# [EXERCISE OBJECTIVE]
Please write out all of the data below exactly, without including the pictures.
■ ■ ■ ■
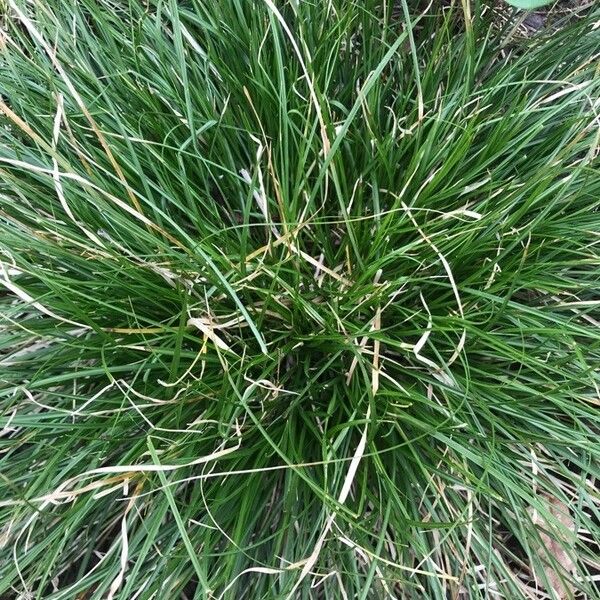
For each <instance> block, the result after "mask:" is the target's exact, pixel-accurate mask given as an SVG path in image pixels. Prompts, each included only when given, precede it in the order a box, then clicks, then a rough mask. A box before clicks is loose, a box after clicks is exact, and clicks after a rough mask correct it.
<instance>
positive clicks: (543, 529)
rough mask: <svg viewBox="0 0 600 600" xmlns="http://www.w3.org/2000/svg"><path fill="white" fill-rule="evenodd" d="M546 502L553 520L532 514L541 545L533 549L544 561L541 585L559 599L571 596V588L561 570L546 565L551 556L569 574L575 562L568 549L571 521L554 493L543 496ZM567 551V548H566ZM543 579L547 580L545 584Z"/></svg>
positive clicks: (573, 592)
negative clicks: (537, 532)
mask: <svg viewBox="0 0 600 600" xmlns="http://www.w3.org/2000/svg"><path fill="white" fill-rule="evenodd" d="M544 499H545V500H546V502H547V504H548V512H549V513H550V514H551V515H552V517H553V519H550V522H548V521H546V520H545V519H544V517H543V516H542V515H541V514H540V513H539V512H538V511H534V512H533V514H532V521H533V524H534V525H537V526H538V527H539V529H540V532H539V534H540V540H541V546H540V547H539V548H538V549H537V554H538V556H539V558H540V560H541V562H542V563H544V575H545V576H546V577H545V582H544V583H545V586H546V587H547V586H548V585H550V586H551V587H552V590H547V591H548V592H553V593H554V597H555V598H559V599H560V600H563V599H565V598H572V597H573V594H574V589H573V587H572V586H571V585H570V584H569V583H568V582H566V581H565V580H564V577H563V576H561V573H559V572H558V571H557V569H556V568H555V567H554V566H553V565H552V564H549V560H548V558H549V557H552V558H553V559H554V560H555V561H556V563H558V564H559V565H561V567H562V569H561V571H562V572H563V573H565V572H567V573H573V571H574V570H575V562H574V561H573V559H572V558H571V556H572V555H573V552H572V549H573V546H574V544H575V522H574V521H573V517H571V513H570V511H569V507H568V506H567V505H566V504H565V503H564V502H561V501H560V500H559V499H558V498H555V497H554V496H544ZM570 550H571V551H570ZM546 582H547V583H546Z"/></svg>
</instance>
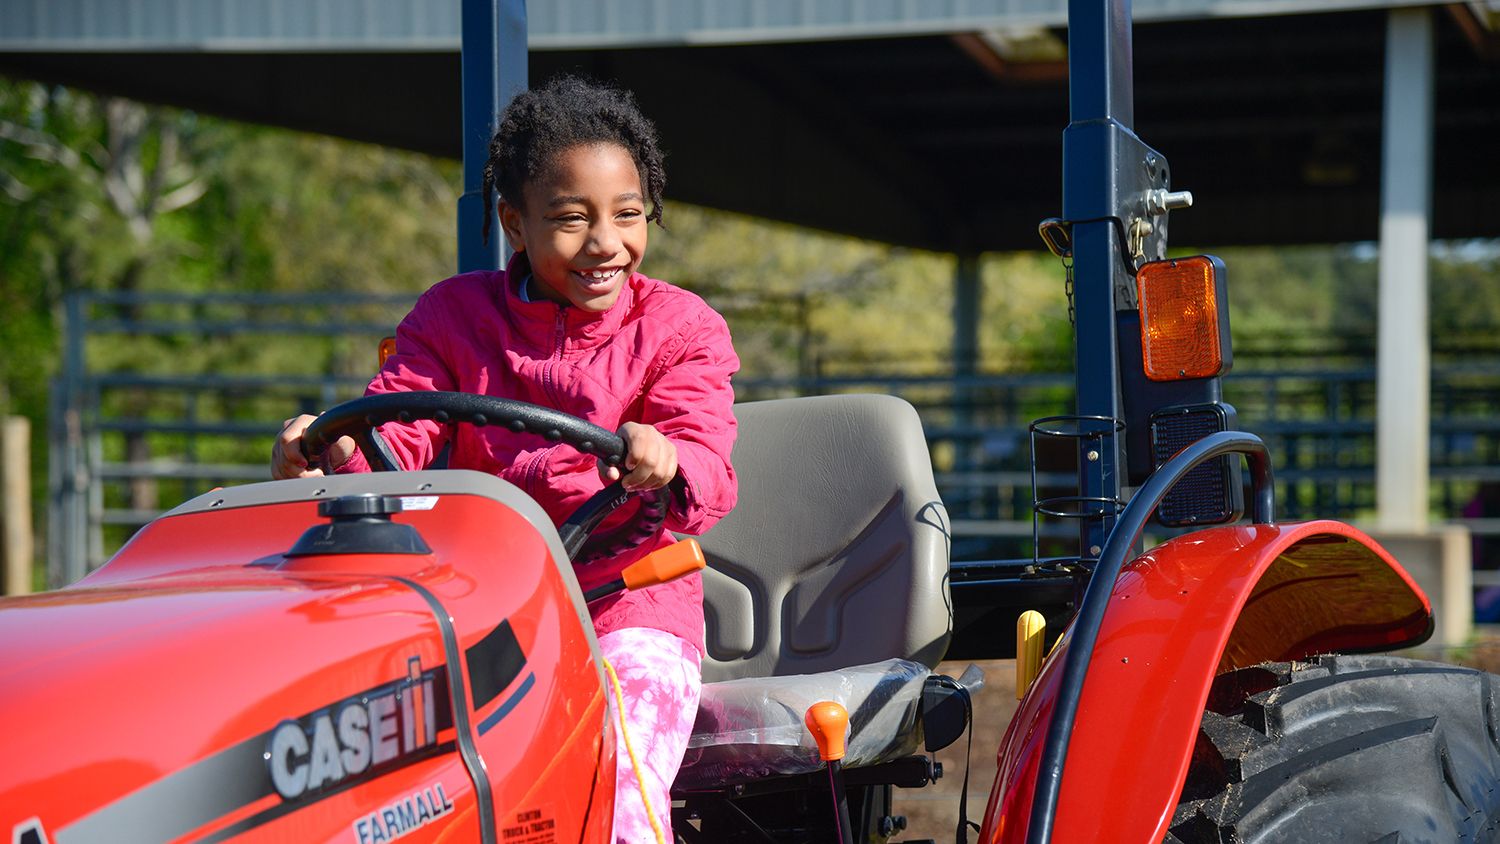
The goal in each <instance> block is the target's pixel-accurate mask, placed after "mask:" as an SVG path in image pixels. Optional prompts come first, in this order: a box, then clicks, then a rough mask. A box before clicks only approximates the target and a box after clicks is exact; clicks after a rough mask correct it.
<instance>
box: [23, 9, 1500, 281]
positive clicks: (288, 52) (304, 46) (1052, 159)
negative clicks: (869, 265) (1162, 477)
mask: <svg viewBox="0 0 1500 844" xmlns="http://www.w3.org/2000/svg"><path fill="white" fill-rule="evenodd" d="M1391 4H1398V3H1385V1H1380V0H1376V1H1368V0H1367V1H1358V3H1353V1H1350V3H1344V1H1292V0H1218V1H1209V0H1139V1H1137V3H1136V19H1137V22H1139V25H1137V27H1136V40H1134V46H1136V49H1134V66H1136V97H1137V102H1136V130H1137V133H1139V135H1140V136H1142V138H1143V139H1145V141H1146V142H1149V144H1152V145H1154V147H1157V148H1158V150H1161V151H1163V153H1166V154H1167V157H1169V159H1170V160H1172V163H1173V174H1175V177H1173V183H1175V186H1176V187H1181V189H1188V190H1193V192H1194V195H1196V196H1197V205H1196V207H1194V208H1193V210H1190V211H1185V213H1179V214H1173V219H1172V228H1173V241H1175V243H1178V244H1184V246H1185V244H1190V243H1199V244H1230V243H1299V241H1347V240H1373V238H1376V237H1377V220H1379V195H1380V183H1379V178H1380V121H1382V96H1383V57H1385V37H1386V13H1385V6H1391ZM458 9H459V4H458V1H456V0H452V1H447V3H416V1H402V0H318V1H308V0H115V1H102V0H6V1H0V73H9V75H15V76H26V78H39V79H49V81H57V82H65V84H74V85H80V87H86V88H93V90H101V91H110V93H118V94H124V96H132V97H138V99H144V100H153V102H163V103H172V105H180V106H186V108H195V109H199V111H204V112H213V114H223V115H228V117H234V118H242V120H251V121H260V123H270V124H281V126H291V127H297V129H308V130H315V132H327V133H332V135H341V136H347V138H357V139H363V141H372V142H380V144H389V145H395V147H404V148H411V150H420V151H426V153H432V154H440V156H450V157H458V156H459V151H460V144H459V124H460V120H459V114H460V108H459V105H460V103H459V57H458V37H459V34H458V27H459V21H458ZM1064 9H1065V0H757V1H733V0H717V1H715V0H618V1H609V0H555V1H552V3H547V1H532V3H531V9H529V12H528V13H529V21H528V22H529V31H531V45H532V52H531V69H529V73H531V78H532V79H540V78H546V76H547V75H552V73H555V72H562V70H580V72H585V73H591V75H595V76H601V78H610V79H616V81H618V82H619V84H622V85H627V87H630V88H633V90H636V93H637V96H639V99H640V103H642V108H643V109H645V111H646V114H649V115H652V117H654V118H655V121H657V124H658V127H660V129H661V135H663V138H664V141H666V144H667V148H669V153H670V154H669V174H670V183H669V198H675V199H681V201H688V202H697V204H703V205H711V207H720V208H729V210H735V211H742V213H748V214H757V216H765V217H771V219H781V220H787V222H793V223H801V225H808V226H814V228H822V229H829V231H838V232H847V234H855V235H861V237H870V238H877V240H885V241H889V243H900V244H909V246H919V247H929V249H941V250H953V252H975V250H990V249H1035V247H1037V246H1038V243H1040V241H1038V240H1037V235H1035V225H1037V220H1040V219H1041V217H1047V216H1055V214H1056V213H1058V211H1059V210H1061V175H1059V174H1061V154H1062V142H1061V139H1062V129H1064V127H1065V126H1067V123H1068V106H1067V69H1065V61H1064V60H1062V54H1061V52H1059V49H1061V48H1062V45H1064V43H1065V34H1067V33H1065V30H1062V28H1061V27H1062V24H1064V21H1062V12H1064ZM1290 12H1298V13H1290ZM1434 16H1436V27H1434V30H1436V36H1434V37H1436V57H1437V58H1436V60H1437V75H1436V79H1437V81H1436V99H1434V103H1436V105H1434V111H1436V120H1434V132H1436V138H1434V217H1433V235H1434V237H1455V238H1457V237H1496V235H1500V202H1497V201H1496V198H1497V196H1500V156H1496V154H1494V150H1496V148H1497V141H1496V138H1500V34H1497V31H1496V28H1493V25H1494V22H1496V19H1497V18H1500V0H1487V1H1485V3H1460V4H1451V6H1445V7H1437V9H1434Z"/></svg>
■ ■ ■ ■
# [SOLUTION TO THIS TASK]
For each <instance> block, the result after "mask:" is the target's exact, pixel-accurate mask given as an SVG path in image pixels. Prompts, each included only when given, precede it in the order a box, then clicks, then a rough mask. A box before clicks is loose, a box after clicks is exact, and clicks after a rough mask correct it.
<instance>
positive clicks: (543, 529)
rough mask: <svg viewBox="0 0 600 600" xmlns="http://www.w3.org/2000/svg"><path fill="white" fill-rule="evenodd" d="M546 502L553 520L532 514L541 545L533 549L544 561L541 585L559 599L571 596V588L561 570L546 565L551 556L569 574L575 562L568 549L571 521L554 493L543 496ZM567 551V548H566ZM543 579L547 580L545 584Z"/></svg>
positive clicks: (573, 592)
negative clicks: (537, 532)
mask: <svg viewBox="0 0 600 600" xmlns="http://www.w3.org/2000/svg"><path fill="white" fill-rule="evenodd" d="M544 499H545V500H546V502H547V504H548V512H549V513H550V514H551V515H552V517H553V519H550V522H548V521H546V520H545V519H544V517H543V516H542V515H541V514H540V513H539V512H538V511H534V512H533V514H532V521H533V524H534V525H537V526H538V527H539V529H540V532H539V534H540V540H541V546H540V547H539V548H538V549H537V554H538V556H539V558H540V560H541V562H542V563H544V575H545V576H546V577H545V582H544V583H545V586H546V587H547V586H548V585H550V586H551V587H552V590H547V591H548V592H553V593H554V597H555V598H559V599H560V600H563V599H565V598H572V597H573V594H574V589H573V587H572V586H571V585H570V584H569V583H568V582H566V581H565V580H564V577H563V576H561V573H559V572H558V571H557V569H556V568H555V567H554V566H553V565H552V564H549V560H548V558H549V557H552V558H553V559H554V560H555V561H556V563H558V564H559V565H561V567H562V569H561V571H562V572H563V573H565V572H567V573H573V571H574V570H575V562H574V561H573V559H572V558H571V556H572V555H573V552H572V549H573V546H574V544H575V522H574V521H573V517H571V513H570V511H569V507H568V506H567V505H566V504H565V503H564V502H561V501H560V500H559V499H558V498H555V497H554V496H544ZM570 550H571V551H570ZM546 582H547V583H546Z"/></svg>
</instance>
The goal in each <instance> block is the target's pixel-accurate mask, placed after "mask:" as an SVG path in image pixels. Optional prompts come first, in this order: a box, then clicks, then a rough mask. A box before clicks only approximates the target and a box after clicks is exact; clicks after a rough mask correct it.
<instance>
box: [23, 9, 1500, 281]
positive clicks: (288, 52) (304, 46) (1052, 159)
negative clicks: (869, 265) (1162, 477)
mask: <svg viewBox="0 0 1500 844" xmlns="http://www.w3.org/2000/svg"><path fill="white" fill-rule="evenodd" d="M1391 4H1398V3H1385V1H1380V0H1376V1H1368V0H1367V1H1358V3H1353V1H1350V3H1344V1H1292V0H1218V1H1209V0H1139V1H1137V3H1136V19H1137V22H1139V25H1137V27H1136V40H1134V46H1136V49H1134V66H1136V97H1137V102H1136V130H1137V133H1139V135H1140V136H1142V138H1143V139H1145V141H1146V142H1149V144H1152V145H1154V147H1157V148H1158V150H1161V151H1163V153H1166V154H1167V157H1169V159H1170V160H1172V163H1173V174H1175V177H1173V183H1175V186H1176V187H1181V189H1188V190H1193V192H1194V195H1196V196H1197V205H1196V207H1194V208H1193V210H1190V211H1185V213H1179V214H1173V219H1172V228H1173V241H1175V243H1178V244H1184V246H1185V244H1190V243H1199V244H1230V243H1299V241H1347V240H1373V238H1376V237H1377V220H1379V195H1380V183H1379V178H1380V121H1382V96H1383V57H1385V37H1386V13H1385V6H1391ZM458 9H459V4H458V1H456V0H452V1H447V3H416V1H402V0H318V1H308V0H115V1H102V0H6V1H0V73H9V75H15V76H26V78H39V79H49V81H57V82H65V84H74V85H80V87H86V88H93V90H101V91H110V93H118V94H124V96H132V97H138V99H144V100H153V102H163V103H172V105H180V106H186V108H195V109H199V111H204V112H213V114H223V115H228V117H234V118H242V120H251V121H260V123H270V124H281V126H291V127H297V129H308V130H315V132H327V133H332V135H341V136H347V138H357V139H363V141H372V142H380V144H389V145H395V147H404V148H411V150H420V151H426V153H432V154H440V156H450V157H458V156H459V151H460V144H459V124H460V120H459V114H460V108H459V105H460V103H459V57H458V37H459V34H458V27H459V21H458ZM1064 9H1065V0H757V1H733V0H717V1H715V0H618V1H609V0H555V1H552V3H547V1H532V3H531V9H529V12H528V13H529V21H528V22H529V31H531V45H532V52H531V69H529V73H531V78H532V79H540V78H546V76H547V75H552V73H555V72H562V70H580V72H585V73H591V75H595V76H601V78H610V79H616V81H618V82H619V84H622V85H627V87H630V88H633V90H636V93H637V96H639V99H640V103H642V108H643V109H645V111H646V114H649V115H652V117H654V118H655V121H657V124H658V127H660V129H661V135H663V138H664V141H666V144H667V148H669V153H670V154H669V174H670V183H669V198H675V199H681V201H688V202H697V204H703V205H711V207H720V208H729V210H735V211H742V213H748V214H757V216H765V217H771V219H781V220H787V222H793V223H801V225H808V226H814V228H822V229H829V231H838V232H847V234H855V235H861V237H870V238H877V240H885V241H889V243H900V244H909V246H919V247H929V249H941V250H953V252H975V250H990V249H1035V247H1037V246H1038V243H1040V241H1038V240H1037V235H1035V225H1037V220H1040V219H1041V217H1047V216H1055V214H1056V213H1058V211H1059V210H1061V175H1059V174H1061V154H1062V142H1061V139H1062V129H1064V127H1065V126H1067V123H1068V106H1067V69H1065V61H1064V60H1062V54H1061V52H1059V49H1061V48H1062V45H1064V43H1065V34H1067V33H1065V30H1062V28H1061V27H1062V24H1064V21H1062V12H1064ZM1290 12H1298V13H1290ZM1434 16H1436V27H1434V30H1436V36H1434V37H1436V57H1437V58H1436V60H1437V75H1436V79H1437V81H1436V99H1434V103H1436V105H1434V111H1436V120H1434V132H1436V138H1434V217H1433V235H1434V237H1455V238H1457V237H1496V235H1500V202H1497V201H1496V198H1497V196H1500V156H1496V154H1494V150H1496V148H1497V141H1496V138H1500V34H1497V31H1496V28H1493V25H1494V22H1496V19H1497V18H1500V0H1487V1H1485V3H1460V4H1451V6H1445V7H1437V9H1434Z"/></svg>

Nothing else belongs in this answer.